» **THE TASK**: Among the records that follow, find the line with "For each <instance>" and the line with "positive clicks: (539, 927) (586, 661)". Set down those lines and all lines between them exactly, without adding anything.

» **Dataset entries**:
--- START ---
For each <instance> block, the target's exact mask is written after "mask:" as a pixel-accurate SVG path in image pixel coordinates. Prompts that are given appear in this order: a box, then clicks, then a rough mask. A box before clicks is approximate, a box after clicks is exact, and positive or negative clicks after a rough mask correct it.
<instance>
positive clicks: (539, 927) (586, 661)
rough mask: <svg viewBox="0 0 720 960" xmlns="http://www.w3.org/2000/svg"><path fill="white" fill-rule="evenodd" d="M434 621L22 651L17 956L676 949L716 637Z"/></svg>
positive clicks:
--- END ---
--- START ---
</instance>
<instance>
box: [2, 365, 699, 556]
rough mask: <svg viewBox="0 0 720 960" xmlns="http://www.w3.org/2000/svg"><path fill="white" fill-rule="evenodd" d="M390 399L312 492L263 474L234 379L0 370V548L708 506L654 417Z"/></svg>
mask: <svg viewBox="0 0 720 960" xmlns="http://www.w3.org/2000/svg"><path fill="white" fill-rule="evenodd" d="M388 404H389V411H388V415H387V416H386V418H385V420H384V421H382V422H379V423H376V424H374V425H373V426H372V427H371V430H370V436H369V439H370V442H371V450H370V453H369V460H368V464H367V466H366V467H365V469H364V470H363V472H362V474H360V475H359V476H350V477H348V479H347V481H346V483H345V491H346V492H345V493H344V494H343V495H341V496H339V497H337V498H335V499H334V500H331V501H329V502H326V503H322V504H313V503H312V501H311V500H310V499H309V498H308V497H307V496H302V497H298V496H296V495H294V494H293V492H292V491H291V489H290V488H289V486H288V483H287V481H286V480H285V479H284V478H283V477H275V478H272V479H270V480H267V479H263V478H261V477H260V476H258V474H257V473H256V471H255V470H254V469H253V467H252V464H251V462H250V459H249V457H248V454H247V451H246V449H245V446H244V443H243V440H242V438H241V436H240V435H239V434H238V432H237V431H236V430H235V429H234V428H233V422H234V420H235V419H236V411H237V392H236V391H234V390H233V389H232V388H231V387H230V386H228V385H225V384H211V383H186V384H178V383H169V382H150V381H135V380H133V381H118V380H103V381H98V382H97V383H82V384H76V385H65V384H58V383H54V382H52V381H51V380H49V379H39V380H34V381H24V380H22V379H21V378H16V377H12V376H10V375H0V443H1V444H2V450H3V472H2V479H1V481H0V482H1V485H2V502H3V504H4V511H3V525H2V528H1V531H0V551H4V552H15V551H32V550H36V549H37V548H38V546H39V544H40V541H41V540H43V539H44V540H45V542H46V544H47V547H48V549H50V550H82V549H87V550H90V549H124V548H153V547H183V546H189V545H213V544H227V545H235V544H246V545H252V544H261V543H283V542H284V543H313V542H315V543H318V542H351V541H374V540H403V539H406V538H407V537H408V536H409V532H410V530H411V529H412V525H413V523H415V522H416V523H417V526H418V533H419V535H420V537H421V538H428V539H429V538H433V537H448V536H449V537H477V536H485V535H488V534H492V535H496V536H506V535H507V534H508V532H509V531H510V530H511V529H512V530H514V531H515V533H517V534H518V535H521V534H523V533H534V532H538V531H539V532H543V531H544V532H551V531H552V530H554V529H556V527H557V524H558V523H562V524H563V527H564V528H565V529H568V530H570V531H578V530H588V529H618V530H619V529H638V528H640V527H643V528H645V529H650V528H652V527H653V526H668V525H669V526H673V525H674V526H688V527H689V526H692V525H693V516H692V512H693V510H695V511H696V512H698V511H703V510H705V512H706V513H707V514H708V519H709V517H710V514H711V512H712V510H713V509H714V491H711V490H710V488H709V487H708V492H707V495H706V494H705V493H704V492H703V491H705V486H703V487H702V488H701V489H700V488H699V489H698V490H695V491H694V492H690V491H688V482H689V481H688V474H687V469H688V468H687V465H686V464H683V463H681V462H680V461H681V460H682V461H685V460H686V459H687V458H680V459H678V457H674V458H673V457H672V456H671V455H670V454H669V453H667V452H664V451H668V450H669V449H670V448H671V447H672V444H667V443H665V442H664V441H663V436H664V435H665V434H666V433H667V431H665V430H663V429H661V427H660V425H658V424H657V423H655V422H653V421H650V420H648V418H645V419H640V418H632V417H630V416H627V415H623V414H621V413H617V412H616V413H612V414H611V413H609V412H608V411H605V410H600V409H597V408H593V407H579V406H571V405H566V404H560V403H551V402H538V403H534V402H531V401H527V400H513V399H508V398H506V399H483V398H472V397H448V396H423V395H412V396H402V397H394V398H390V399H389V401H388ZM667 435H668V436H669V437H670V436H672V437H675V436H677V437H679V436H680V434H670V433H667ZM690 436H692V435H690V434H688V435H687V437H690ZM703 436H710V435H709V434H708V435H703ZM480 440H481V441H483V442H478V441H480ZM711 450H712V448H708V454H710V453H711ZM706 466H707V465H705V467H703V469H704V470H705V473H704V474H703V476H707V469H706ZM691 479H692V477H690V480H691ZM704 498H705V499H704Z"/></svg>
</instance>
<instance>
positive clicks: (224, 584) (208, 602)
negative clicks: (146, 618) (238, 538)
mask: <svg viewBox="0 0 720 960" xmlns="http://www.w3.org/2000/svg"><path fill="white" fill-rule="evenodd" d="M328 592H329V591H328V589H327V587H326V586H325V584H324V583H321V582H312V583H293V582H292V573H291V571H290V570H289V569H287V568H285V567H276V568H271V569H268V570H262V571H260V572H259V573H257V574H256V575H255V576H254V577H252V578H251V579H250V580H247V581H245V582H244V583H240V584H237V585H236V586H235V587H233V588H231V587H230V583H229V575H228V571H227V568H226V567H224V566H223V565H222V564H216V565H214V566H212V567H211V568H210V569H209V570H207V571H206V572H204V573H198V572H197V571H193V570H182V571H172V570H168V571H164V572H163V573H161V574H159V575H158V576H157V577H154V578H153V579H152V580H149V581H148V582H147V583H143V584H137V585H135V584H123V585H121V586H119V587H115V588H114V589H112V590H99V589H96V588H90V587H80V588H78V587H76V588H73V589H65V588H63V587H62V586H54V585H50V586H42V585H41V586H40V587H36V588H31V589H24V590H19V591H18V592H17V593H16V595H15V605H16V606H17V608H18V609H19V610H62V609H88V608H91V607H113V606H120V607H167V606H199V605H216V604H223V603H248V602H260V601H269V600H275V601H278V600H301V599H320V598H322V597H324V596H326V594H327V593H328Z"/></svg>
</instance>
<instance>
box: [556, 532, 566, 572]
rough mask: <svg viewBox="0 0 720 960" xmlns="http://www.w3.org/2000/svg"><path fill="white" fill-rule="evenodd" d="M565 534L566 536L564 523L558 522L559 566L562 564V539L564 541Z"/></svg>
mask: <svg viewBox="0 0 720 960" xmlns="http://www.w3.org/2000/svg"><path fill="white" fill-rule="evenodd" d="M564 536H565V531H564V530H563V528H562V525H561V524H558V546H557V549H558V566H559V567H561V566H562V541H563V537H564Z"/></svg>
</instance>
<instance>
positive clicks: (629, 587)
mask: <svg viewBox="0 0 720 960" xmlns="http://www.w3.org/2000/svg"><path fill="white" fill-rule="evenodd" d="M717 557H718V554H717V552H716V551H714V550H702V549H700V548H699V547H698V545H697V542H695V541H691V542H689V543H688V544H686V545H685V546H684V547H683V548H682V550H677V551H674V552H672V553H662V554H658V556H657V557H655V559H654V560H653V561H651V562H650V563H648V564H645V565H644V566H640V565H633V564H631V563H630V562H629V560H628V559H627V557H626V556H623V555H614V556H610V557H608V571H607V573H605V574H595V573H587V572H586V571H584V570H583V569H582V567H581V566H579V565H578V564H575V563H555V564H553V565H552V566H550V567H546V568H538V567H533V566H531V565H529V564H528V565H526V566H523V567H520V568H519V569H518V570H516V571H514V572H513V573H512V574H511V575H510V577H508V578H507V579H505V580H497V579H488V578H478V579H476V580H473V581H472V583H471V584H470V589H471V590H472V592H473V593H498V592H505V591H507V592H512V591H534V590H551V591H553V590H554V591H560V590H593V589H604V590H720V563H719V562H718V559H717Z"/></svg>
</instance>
--- END ---
» **EXERCISE RESPONSE**:
For each <instance> block, the target's exact mask is written after "mask:" as a pixel-accurate SVG path in image pixel coordinates. Prompts that are given appear in this order: a box, then clicks, then a rough mask. A box before clicks is approximate, a box after clicks is exact, and positive or negative clicks after a rough mask correct it.
<instance>
positive clicks: (539, 927) (586, 661)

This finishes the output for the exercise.